--- ABOUT THIS EXERCISE ---
Your answer must contain each line of the data, copied exactly.

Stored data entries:
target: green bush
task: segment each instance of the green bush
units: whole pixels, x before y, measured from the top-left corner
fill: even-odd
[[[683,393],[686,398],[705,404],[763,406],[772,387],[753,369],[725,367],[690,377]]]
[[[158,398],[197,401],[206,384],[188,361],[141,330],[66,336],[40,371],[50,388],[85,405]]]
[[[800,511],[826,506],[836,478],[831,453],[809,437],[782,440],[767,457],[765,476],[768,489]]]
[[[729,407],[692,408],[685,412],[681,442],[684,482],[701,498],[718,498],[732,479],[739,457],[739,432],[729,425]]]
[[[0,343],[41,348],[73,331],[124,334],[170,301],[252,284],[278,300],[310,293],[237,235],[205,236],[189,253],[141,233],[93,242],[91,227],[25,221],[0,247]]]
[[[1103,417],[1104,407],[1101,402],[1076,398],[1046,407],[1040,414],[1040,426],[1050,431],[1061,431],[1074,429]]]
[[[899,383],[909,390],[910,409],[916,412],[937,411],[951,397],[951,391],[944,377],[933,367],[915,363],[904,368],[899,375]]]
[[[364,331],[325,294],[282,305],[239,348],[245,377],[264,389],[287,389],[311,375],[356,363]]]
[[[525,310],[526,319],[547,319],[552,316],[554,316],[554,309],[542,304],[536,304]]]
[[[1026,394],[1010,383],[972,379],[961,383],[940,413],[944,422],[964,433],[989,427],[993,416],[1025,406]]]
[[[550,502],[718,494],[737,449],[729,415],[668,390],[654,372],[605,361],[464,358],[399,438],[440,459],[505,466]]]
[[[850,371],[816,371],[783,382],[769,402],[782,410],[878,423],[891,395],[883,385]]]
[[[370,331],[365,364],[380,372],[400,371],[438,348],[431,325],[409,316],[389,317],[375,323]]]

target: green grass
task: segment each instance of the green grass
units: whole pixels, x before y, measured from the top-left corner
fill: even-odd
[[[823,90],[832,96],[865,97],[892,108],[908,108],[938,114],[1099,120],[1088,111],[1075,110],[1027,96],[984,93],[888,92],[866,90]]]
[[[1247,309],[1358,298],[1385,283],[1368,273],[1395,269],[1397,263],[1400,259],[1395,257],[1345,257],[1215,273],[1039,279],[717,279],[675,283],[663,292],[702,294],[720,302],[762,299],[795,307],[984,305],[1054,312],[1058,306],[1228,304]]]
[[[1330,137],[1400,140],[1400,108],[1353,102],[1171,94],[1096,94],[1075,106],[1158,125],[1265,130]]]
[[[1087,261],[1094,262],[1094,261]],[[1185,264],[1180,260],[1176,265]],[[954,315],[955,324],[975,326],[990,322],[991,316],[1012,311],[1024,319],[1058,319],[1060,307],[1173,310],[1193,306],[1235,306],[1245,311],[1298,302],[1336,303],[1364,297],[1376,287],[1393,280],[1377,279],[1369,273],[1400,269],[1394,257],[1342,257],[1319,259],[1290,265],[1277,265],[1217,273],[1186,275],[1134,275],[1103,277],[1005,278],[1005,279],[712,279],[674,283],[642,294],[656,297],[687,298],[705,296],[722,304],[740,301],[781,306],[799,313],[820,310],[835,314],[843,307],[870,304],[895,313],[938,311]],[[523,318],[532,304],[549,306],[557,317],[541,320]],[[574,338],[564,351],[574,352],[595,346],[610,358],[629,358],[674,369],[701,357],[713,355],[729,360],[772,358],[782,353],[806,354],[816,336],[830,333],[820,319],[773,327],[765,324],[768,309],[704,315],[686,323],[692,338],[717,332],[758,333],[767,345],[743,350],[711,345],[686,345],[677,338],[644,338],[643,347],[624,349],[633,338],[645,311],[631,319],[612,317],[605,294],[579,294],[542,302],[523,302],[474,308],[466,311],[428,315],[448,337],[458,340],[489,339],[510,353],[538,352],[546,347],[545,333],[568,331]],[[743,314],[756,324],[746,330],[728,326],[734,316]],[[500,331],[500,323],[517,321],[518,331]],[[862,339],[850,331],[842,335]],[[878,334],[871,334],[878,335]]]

--- COMPLETED TASK ---
target: green bush
task: segment each instance of the green bush
units: whole pixels, x before y, measured from the top-left corner
fill: even-odd
[[[683,393],[686,398],[705,404],[763,406],[772,387],[753,369],[725,367],[690,377]]]
[[[158,398],[197,401],[206,384],[188,361],[141,330],[66,336],[40,371],[50,388],[85,405]]]
[[[800,511],[826,506],[836,478],[831,453],[809,437],[782,440],[767,457],[765,476],[768,489]]]
[[[729,407],[692,408],[685,412],[681,442],[684,482],[701,498],[718,498],[732,479],[739,457],[739,432],[729,425]]]
[[[0,343],[41,348],[73,331],[124,334],[170,301],[252,284],[278,300],[310,293],[237,235],[205,236],[189,253],[141,233],[93,242],[91,227],[25,221],[0,247]]]
[[[1103,417],[1104,407],[1101,402],[1076,398],[1046,407],[1040,414],[1040,426],[1050,431],[1061,431],[1074,429]]]
[[[899,383],[909,390],[910,409],[916,412],[937,411],[951,397],[951,391],[944,377],[933,367],[915,363],[904,368],[899,375]]]
[[[364,331],[325,294],[282,305],[239,348],[245,377],[264,389],[287,389],[311,375],[356,363]]]
[[[525,310],[526,319],[547,319],[552,316],[554,316],[554,309],[542,304],[536,304]]]
[[[1026,394],[1010,383],[972,379],[961,383],[940,413],[944,422],[964,433],[989,427],[993,416],[1025,406]]]
[[[550,502],[718,494],[737,449],[729,415],[668,390],[654,372],[605,361],[464,358],[399,438],[440,459],[505,466]]]
[[[850,371],[816,371],[783,382],[769,402],[782,410],[878,423],[891,395],[883,385]]]
[[[370,331],[365,364],[380,372],[400,371],[438,348],[431,325],[409,316],[389,317],[375,323]]]

target: green grass
task: segment each instance of the green grass
units: whole pixels, x before y, measured from the top-left corner
fill: even-odd
[[[823,90],[832,96],[865,97],[892,108],[908,108],[938,114],[1099,120],[1088,111],[1075,110],[1027,96],[984,93],[888,92],[866,90]]]
[[[1247,309],[1358,298],[1385,283],[1368,273],[1395,269],[1397,263],[1400,259],[1395,257],[1345,257],[1215,273],[1039,279],[717,279],[675,283],[663,292],[702,294],[720,302],[762,299],[795,307],[984,305],[1054,312],[1058,306],[1228,304]]]
[[[1330,137],[1400,140],[1400,108],[1353,102],[1171,94],[1096,94],[1075,106],[1158,125],[1265,130]]]
[[[1087,261],[1094,262],[1094,261]],[[1185,264],[1180,260],[1176,265]],[[954,315],[955,324],[975,326],[990,322],[991,316],[1012,311],[1024,319],[1058,319],[1060,307],[1173,310],[1193,306],[1235,306],[1245,311],[1298,302],[1336,303],[1364,297],[1376,287],[1393,280],[1377,279],[1369,273],[1400,269],[1394,257],[1342,257],[1319,259],[1290,265],[1277,265],[1217,273],[1186,275],[1134,275],[1103,277],[1005,278],[1005,279],[712,279],[674,283],[642,294],[656,297],[687,298],[705,296],[722,304],[740,301],[781,306],[799,313],[820,310],[835,314],[843,307],[870,304],[895,313],[938,311]],[[523,318],[532,304],[549,306],[557,317],[541,320]],[[574,338],[564,351],[574,352],[595,346],[610,358],[629,358],[674,369],[701,357],[713,355],[729,360],[772,358],[782,353],[806,354],[816,336],[830,333],[820,319],[773,327],[765,324],[768,309],[704,315],[686,323],[692,338],[717,332],[758,333],[767,345],[743,350],[711,345],[686,345],[677,338],[644,338],[643,347],[624,349],[633,338],[645,311],[631,319],[612,317],[605,294],[579,294],[542,302],[523,302],[474,308],[466,311],[428,315],[448,337],[458,340],[489,339],[510,353],[538,352],[546,347],[545,333],[568,331]],[[743,314],[756,324],[746,330],[728,326],[734,316]],[[500,331],[500,323],[517,321],[518,331]],[[862,339],[850,331],[842,335]],[[878,334],[871,334],[878,335]]]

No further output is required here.